TASK DATA
============
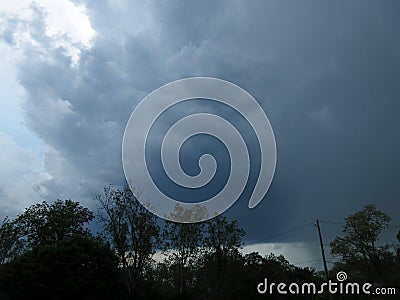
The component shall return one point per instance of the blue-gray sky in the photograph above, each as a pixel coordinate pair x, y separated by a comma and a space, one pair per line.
326, 73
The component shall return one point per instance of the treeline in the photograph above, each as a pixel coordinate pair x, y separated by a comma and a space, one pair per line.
47, 252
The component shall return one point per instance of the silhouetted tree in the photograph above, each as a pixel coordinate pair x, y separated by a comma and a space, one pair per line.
79, 267
132, 230
358, 248
44, 223
10, 243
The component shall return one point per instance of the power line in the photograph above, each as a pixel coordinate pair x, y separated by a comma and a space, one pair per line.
333, 223
283, 233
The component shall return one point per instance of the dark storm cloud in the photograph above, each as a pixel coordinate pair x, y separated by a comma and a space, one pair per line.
326, 73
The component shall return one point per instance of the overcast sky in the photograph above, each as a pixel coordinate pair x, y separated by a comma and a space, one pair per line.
327, 75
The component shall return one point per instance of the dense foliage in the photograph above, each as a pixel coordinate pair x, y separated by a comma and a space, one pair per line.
47, 252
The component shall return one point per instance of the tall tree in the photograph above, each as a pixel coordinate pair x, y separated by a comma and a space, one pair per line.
132, 230
10, 243
183, 245
223, 241
79, 267
358, 247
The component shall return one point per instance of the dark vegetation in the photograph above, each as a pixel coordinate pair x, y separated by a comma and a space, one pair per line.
47, 252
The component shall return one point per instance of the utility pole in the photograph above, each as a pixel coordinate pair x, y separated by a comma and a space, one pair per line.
322, 250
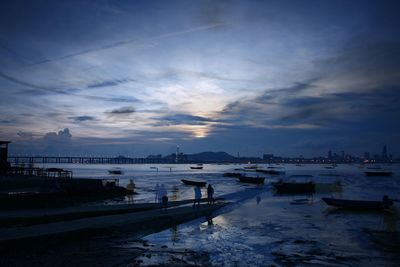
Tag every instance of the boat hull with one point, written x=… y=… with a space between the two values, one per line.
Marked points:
x=375 y=173
x=252 y=180
x=195 y=183
x=294 y=188
x=196 y=168
x=358 y=204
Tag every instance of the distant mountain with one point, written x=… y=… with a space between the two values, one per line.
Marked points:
x=210 y=157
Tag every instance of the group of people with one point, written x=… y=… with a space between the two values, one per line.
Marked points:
x=161 y=196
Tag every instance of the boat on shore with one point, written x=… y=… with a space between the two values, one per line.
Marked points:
x=195 y=183
x=250 y=168
x=272 y=170
x=115 y=171
x=282 y=187
x=233 y=174
x=359 y=204
x=294 y=186
x=197 y=167
x=251 y=180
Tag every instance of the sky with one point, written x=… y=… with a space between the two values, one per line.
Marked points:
x=135 y=78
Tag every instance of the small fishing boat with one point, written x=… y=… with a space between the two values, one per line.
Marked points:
x=195 y=183
x=197 y=167
x=250 y=168
x=115 y=171
x=294 y=186
x=272 y=170
x=251 y=180
x=359 y=204
x=233 y=174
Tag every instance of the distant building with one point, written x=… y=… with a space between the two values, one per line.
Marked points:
x=4 y=165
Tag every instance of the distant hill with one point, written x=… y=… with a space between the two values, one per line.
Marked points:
x=210 y=157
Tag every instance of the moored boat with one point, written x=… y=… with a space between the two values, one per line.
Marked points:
x=115 y=171
x=196 y=167
x=282 y=187
x=359 y=204
x=233 y=174
x=295 y=184
x=195 y=183
x=251 y=180
x=272 y=170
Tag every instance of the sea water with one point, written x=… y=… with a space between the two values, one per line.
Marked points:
x=259 y=228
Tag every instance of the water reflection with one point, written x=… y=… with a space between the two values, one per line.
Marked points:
x=175 y=193
x=175 y=236
x=390 y=220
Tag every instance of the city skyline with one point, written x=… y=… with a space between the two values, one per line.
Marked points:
x=248 y=77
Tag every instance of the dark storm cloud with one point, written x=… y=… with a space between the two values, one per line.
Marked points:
x=182 y=119
x=79 y=119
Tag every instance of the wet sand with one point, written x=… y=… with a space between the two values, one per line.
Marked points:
x=106 y=246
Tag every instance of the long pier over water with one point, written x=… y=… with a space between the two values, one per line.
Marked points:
x=86 y=160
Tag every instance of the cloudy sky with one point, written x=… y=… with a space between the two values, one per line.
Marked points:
x=140 y=77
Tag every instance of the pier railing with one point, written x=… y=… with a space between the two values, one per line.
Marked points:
x=40 y=172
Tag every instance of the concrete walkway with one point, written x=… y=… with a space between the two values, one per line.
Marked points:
x=141 y=218
x=30 y=217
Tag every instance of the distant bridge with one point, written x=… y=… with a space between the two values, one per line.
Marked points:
x=86 y=160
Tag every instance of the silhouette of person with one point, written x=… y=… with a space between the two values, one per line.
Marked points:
x=210 y=194
x=163 y=197
x=156 y=192
x=197 y=196
x=258 y=199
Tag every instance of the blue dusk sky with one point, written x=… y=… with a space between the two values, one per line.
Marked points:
x=140 y=77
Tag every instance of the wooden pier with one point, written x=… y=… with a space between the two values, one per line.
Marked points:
x=15 y=160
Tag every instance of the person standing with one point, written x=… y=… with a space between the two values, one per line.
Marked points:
x=156 y=192
x=197 y=196
x=210 y=194
x=163 y=196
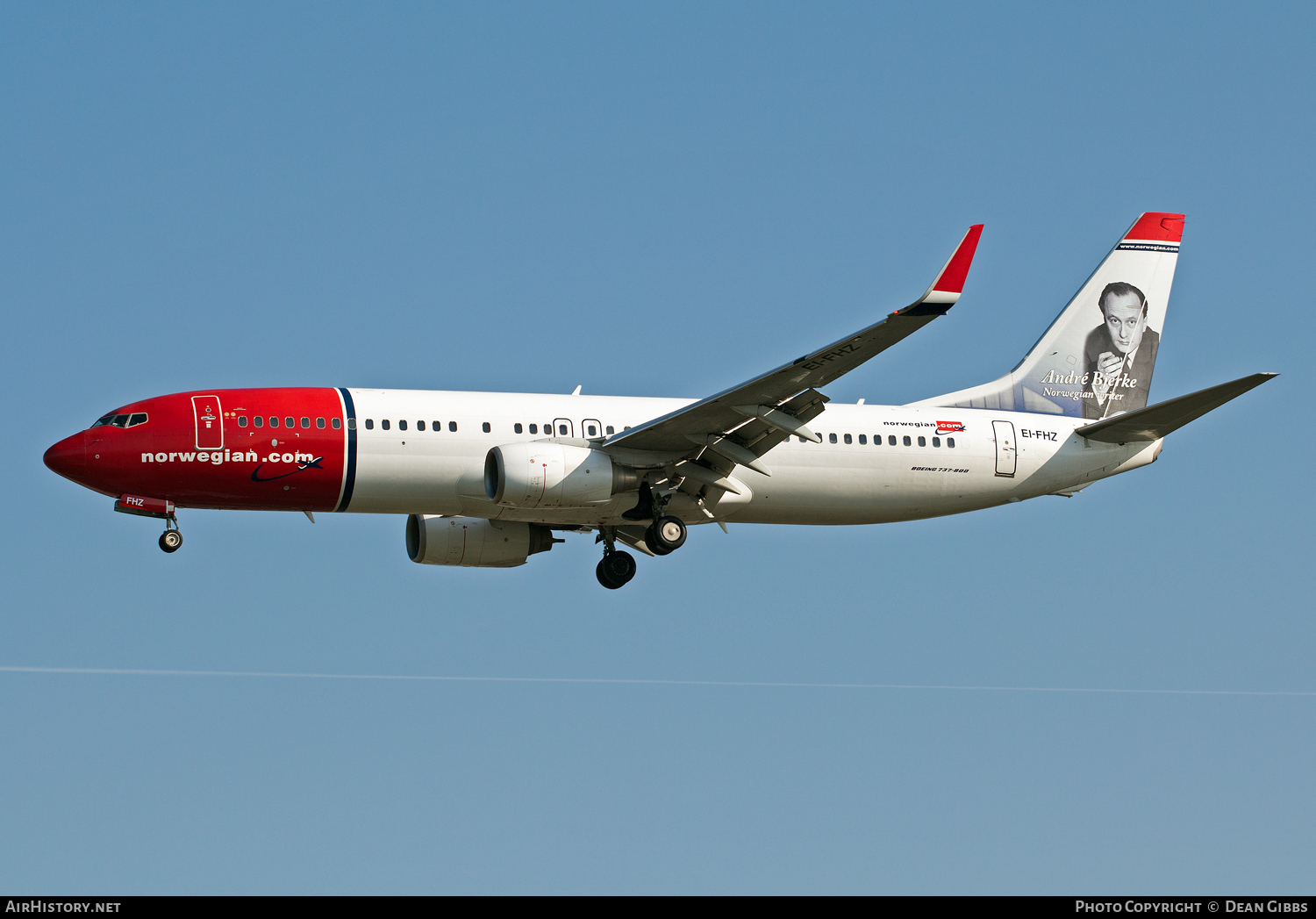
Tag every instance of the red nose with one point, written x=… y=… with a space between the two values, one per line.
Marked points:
x=68 y=457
============
TASK DESCRIPTION
Return the listing above unchanged, apart from dropping its pictures.

OUTPUT FOR THIS EXERCISE
The component shall return one point per instance of the blue-gray sky in the photograph above, each as a pixel coordinate pair x, y separated by a comma and a space, one pair per line.
326, 73
The component shall return one point per instance of the treeline in the photograph above, each as a pixel coordinate pair x, y separated by a comma and a space, one pair per line.
47, 252
The component shall return one point per instance of the silhouetted tree in the photograph above, each as a pixel coordinate pair x, y separated by a comma and a space, one pair per line.
79, 267
132, 230
358, 248
44, 223
10, 243
The component shall return one point per instance of the power line in the photograph above, each as a pixel coordinate pair x, y separated by a comma and a space, one pair per line.
333, 223
283, 233
The component shall return one point per instance of the dark storm cloud in the photograph above, each as a pixel coordinate pair x, y separated by a comma and a space, one pair per line.
326, 73
The component shall return one point per instance of the overcast sky in the photograph above, each as a pixel coordinate pair x, y separated by a comma and a space, one pair per line.
327, 75
The component shall return one point per instance of the dense foliage in the photograph above, each as a pixel coordinate pair x, y separated by a comma and a space, one pair per line.
47, 252
The component shall return one point per instance of the tall tree in the photograph above, each as a pixel coordinate pair x, y separated by a comma and a space, one pair per line.
132, 230
10, 243
183, 245
223, 241
79, 267
358, 247
The component shall return one point per instance of the dark vegetation in the photograph above, each as a pixel coordinate pair x, y separated by a comma and a space, one pair per line.
47, 252
The component shall return one point per instance of the utility pole in the photograph above, each as a pixel coordinate pair x, y separated by a comma and a space, one pair per line.
322, 250
Tag every instance of the boat hull with one point, written x=… y=… with a space between the two values, one per line.
Marked points:
x=375 y=173
x=252 y=180
x=195 y=183
x=294 y=188
x=196 y=168
x=358 y=204
Tag every instance of the distant mountain with one point, written x=… y=… with a space between the two values, one per line.
Marked points:
x=210 y=157
Tag every instance of the group of people with one point, written x=… y=… with a space between the two values, one per line.
Marked points:
x=161 y=196
Tag every instance of the boat on shore with one point, written x=… y=… with a space between the two values, one per line.
Marked points:
x=195 y=183
x=250 y=168
x=272 y=170
x=115 y=171
x=282 y=187
x=233 y=174
x=359 y=204
x=294 y=186
x=197 y=167
x=251 y=180
Tag every instance of the sky with one point, written x=… y=… with a space between the two values, one per line.
Marked points:
x=135 y=78
Tag every instance of the small fishing boat with one point, written x=… y=… with a space between the two values, one per line.
Marked points:
x=195 y=183
x=197 y=167
x=250 y=168
x=115 y=171
x=294 y=186
x=272 y=170
x=251 y=180
x=359 y=204
x=233 y=174
Tag every instance of the distant building with one point, written x=… y=… with a space between the two values, one per line.
Marked points:
x=4 y=165
Tag every instance of the distant hill with one point, written x=… y=… with a space between the two values, one per line.
Marked points:
x=210 y=157
Tag every instance of the moored boat with one point, written x=… y=… with a space between the two values, one per line.
Marked points:
x=115 y=171
x=196 y=167
x=282 y=187
x=359 y=204
x=233 y=174
x=295 y=184
x=195 y=183
x=251 y=180
x=272 y=170
Tag every instance of the sea water with one point, written x=… y=… with a space between the two values, one per line.
Marked points:
x=259 y=228
Tag every instance of the water reflection with one point, written x=… y=… with a space between the two values, one per line.
Marked points:
x=175 y=193
x=175 y=236
x=390 y=220
Tag every instance of the city skyline with one point, written x=… y=… with a space between the two values, one per line.
Marked points:
x=248 y=77
Tag every instance of the dark storm cloud with one point, written x=… y=… with a space between the two values, one per line.
Marked points:
x=182 y=119
x=79 y=119
Tag every instance of the wet sand with one point, written x=… y=… with a space between the two values, one per line.
Marked points:
x=106 y=246
Tag every instance of the long pier over water with one point, written x=… y=… with a space between the two values, one per line.
Marked points:
x=86 y=160
Tag every instance of the cloudy sky with one point, written x=… y=… with a space between the two values, one per line.
Marked points:
x=140 y=77
Tag every instance of the pier railing with one point, written x=… y=… with a space between the two values, one per line.
Marked points:
x=40 y=172
Tag every instance of the concrete walkway with one point, written x=… y=… with a space between the two values, one per line.
Marked points:
x=141 y=218
x=30 y=217
Tag every instance of the distant bridge with one point, written x=… y=… with a space between the two values, one per line.
Marked points:
x=86 y=160
Tag every instance of the silhouette of person with one point, written x=… y=… with a space between the two values, one per line.
Marked points:
x=210 y=194
x=163 y=197
x=156 y=192
x=197 y=196
x=258 y=199
Tag every instance of the blue dusk sky with one point, written x=… y=… with a space between the two values, one per line.
Marked points:
x=140 y=77
Tag every instance of the wooden pier with one point, written x=… y=… with a space between the two values, one per line.
Marked points:
x=15 y=160
Tag every instance of the person standing with one point, written x=… y=… with a space between the two values, one per line.
Marked points:
x=156 y=192
x=197 y=196
x=210 y=194
x=163 y=196
Tag every instance of the red nose with one point, written x=… y=… with a space between the two values, one per line.
Marked points:
x=68 y=457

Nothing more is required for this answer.